▸ Excerpted text:
● ● ● ●

# this is art, i promise



## shy ♡

i'm just gonna dump some of my fav recent stuff because i can!






faerie dragon from dnd






my spotted yeen boi pyxis






redraw of a rly old pic






flareon/spiritomb fusion






murkrow pixel

that's enough for now i think <.< u can get me to post more by offering validation, i thrive off validation !!!!


----------



## Novae

have a validation

also that flareon/spiritomb thing is scaring me


----------



## shy ♡

thamk you for validating!!! this will be stored for one (1) art sometime soon

and i'm glad the spoopy comes across well >:3c


----------



## sanderidge

WHOA THIS IS DEFINITELY AN ART 

faerie dragon friend... im lov


----------



## Cynder

They're all definitely excellent, but the murkrow pixel art is my favourite (the dragon, too. they're all so good)


----------



## shy ♡

ahh thank you!!! this is enough validation for more art >:3c 






mega banette!!!


----------



## georgebray

shy ♡;670656 said:
			
		

> i'm just gonna dump some of my fav recent stuff because i can!
> 
> 
> faerie dragon from dnd
> 
> 
> 
> 
> that's enough for now i think <.< u can get me to post more by offering validation, i thrive off validation !!!!


I really like this dragon. Especially these colors. They look fantastic.


----------



## EthioBromide

Well, you definitely kept your promise


----------

● ● ● ●

Point annotations on photos
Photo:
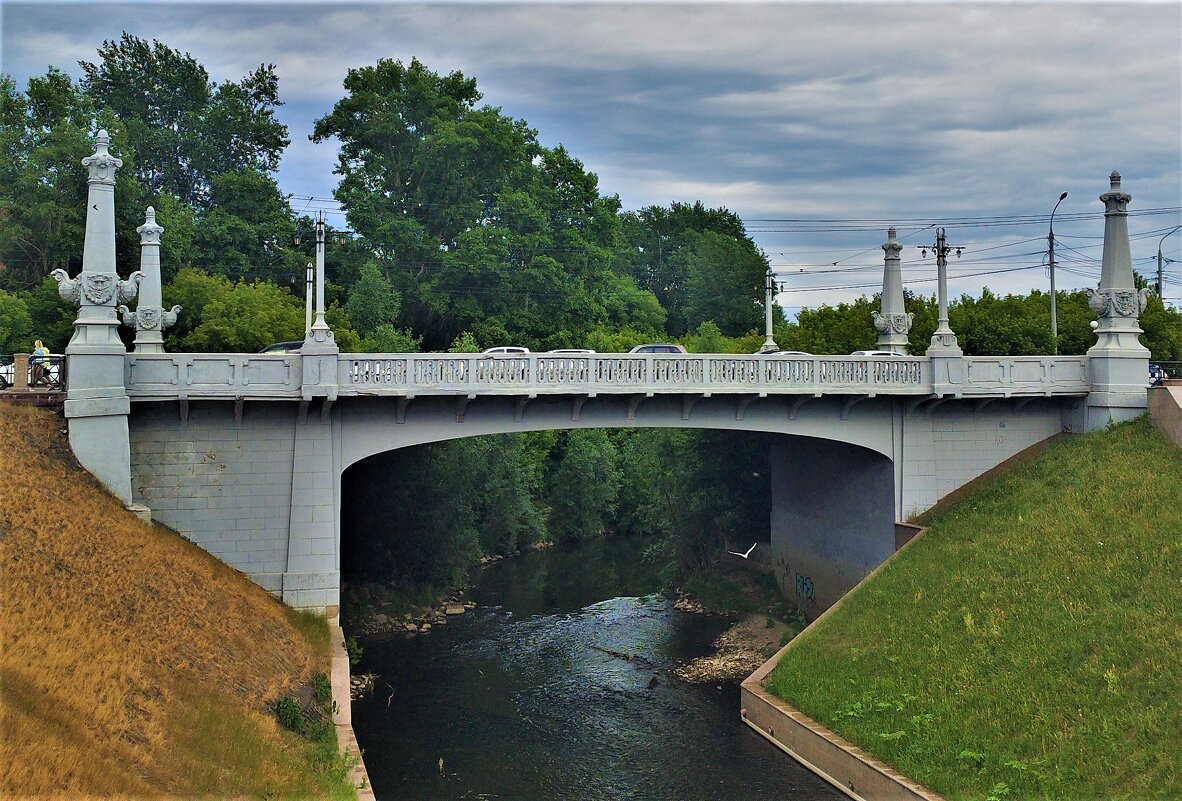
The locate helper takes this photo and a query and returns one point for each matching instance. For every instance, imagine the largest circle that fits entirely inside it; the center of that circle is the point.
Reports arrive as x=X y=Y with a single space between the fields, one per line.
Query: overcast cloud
x=829 y=111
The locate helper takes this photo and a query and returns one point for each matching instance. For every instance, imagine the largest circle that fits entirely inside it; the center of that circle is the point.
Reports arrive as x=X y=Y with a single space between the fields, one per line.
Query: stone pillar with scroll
x=149 y=319
x=893 y=321
x=1118 y=363
x=97 y=403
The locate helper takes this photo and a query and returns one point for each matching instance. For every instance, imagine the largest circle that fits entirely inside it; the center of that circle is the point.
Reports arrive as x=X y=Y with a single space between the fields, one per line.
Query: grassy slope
x=132 y=664
x=1030 y=646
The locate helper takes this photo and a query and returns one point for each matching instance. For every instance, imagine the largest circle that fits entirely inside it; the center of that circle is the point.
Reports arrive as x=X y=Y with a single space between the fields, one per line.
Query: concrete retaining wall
x=1166 y=409
x=830 y=756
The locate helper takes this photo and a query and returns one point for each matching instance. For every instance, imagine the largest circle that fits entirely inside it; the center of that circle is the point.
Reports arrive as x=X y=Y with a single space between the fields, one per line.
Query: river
x=531 y=696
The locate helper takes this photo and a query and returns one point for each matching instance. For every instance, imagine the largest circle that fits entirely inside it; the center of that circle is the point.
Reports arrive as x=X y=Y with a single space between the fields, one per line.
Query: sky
x=819 y=124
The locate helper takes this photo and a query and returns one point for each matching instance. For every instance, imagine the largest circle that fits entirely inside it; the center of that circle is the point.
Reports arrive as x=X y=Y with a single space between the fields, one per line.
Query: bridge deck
x=280 y=376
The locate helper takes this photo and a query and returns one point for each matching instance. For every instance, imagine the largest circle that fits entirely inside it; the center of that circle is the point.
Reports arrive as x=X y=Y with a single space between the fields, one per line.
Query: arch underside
x=370 y=425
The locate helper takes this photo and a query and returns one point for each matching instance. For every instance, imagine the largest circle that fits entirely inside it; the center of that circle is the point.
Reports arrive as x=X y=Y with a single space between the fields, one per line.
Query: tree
x=476 y=226
x=372 y=301
x=583 y=486
x=699 y=262
x=184 y=128
x=15 y=325
x=725 y=282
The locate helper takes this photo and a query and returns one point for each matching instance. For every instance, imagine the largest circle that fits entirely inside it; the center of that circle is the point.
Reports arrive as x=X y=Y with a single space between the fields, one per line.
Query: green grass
x=220 y=751
x=315 y=629
x=1030 y=645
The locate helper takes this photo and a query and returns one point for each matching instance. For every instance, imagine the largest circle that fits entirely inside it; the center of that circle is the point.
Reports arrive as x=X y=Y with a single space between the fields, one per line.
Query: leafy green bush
x=290 y=714
x=322 y=688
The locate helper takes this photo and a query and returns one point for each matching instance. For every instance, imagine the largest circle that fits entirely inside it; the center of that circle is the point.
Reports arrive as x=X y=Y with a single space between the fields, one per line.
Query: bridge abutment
x=312 y=574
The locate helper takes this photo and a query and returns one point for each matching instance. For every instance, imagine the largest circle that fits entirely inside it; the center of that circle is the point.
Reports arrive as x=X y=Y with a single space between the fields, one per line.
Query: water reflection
x=556 y=688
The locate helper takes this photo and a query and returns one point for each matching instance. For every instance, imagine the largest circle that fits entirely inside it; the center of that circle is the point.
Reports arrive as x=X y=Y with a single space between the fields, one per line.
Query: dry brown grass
x=123 y=648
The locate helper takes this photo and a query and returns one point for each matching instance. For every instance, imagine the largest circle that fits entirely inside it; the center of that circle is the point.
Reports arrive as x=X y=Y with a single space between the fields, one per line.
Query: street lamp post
x=770 y=286
x=1050 y=245
x=1161 y=274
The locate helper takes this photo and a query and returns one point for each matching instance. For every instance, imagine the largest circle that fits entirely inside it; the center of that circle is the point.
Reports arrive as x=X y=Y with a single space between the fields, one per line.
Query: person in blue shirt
x=39 y=363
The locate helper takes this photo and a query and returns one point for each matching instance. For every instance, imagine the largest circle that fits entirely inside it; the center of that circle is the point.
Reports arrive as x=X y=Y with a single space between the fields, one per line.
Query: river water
x=532 y=697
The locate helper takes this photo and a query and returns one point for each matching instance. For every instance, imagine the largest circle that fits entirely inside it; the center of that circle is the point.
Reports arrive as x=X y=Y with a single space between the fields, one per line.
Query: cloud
x=879 y=111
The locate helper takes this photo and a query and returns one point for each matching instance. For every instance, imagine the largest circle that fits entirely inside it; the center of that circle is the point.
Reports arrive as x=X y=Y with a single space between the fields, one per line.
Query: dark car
x=658 y=347
x=284 y=347
x=1157 y=373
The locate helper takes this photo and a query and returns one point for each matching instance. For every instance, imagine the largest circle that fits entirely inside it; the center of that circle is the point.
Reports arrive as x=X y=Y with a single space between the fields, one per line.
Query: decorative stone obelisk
x=149 y=319
x=894 y=321
x=1118 y=363
x=319 y=350
x=97 y=403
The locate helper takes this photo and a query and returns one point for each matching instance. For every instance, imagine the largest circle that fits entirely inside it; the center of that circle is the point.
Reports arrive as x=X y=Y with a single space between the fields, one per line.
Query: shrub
x=290 y=714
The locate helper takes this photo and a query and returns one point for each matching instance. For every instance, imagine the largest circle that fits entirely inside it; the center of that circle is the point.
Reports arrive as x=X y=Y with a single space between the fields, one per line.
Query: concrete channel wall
x=830 y=756
x=343 y=716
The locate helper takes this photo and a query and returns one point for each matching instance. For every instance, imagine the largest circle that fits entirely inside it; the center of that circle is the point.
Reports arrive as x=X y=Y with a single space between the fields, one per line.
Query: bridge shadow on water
x=557 y=686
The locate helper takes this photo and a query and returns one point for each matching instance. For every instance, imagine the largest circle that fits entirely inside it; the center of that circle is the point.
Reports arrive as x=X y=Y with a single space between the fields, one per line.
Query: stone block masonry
x=258 y=493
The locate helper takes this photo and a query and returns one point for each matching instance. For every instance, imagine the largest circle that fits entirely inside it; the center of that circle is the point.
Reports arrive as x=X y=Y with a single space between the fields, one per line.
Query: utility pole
x=1161 y=262
x=943 y=340
x=309 y=279
x=1050 y=246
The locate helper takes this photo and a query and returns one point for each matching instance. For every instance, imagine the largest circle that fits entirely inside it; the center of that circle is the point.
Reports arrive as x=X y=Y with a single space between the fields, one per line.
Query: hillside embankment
x=132 y=664
x=1030 y=644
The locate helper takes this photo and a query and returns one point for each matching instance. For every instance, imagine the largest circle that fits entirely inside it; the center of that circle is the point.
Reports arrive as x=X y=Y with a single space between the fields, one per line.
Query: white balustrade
x=278 y=376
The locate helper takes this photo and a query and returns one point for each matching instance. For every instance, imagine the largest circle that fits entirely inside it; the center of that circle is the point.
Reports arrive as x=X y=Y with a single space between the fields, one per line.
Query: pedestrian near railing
x=38 y=371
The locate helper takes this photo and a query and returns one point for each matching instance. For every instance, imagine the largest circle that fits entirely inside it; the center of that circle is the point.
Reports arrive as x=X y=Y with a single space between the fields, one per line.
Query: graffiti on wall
x=805 y=588
x=804 y=584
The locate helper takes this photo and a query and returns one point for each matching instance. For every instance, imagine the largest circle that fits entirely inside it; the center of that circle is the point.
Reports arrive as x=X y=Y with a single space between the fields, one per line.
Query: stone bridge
x=246 y=454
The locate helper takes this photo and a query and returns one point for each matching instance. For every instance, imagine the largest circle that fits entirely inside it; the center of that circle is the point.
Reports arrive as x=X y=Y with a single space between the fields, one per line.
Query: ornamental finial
x=102 y=164
x=149 y=232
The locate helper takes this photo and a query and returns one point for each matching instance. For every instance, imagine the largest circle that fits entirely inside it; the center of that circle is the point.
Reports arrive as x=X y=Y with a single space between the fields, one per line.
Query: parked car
x=658 y=347
x=284 y=347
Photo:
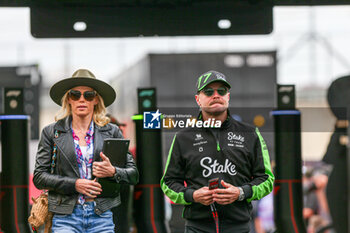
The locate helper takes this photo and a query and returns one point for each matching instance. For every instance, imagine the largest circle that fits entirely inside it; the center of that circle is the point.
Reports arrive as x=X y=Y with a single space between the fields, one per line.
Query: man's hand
x=203 y=196
x=104 y=168
x=227 y=195
x=89 y=188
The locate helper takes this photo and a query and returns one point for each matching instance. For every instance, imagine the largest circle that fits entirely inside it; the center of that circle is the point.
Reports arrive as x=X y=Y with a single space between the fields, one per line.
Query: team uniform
x=235 y=153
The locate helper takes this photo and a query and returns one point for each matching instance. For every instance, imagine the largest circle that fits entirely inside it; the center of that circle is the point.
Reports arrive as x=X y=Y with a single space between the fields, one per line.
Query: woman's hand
x=104 y=168
x=89 y=188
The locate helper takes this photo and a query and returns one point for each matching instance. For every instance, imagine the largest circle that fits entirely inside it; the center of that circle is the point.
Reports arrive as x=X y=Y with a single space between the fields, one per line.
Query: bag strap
x=54 y=154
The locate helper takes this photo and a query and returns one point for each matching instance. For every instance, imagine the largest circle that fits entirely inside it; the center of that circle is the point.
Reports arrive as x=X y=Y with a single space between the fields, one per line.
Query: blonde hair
x=99 y=116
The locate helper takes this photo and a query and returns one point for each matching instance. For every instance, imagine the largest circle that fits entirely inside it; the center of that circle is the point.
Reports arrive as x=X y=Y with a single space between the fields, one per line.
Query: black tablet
x=116 y=150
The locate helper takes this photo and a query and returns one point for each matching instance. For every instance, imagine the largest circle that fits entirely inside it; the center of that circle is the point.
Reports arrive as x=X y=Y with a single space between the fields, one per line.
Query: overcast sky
x=305 y=58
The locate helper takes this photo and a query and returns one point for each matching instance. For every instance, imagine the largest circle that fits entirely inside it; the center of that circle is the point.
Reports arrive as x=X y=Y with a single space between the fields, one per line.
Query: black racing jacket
x=235 y=153
x=61 y=184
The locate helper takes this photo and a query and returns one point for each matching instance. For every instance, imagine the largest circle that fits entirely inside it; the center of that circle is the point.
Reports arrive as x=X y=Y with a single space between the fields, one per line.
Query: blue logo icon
x=151 y=120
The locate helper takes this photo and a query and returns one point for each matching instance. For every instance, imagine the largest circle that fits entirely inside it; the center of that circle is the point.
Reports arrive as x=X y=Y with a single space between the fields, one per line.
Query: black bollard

● ● ● ●

▸ Prompt: Please reproduce word for word the part of the art thread that opens with the words containing "WHOA THIS IS" and closes with "all so good)". The lines above aren't needed for this.

▸ Solution for this exercise:
WHOA THIS IS DEFINITELY AN ART 

faerie dragon friend... im lov


----------



## Cynder

They're all definitely excellent, but the murkrow pixel art is my favourite (the dragon, too. they're all so good)